Goal: The exercise asks for every line of the data to be reproduced exactly.

Listed entries:
****************

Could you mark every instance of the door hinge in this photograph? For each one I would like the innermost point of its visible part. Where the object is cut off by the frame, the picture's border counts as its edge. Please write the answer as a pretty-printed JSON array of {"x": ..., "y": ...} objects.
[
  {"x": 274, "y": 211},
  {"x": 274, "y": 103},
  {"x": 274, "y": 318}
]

****************

Exercise answer:
Could you mark every instance of the door hinge in this photograph? For each one I would like the innermost point of its visible part. Where the object is cut off by the frame, the picture's border counts as its edge. Please write the answer as a pretty-printed JSON array of {"x": ..., "y": ...} objects.
[
  {"x": 274, "y": 211},
  {"x": 274, "y": 103},
  {"x": 274, "y": 318}
]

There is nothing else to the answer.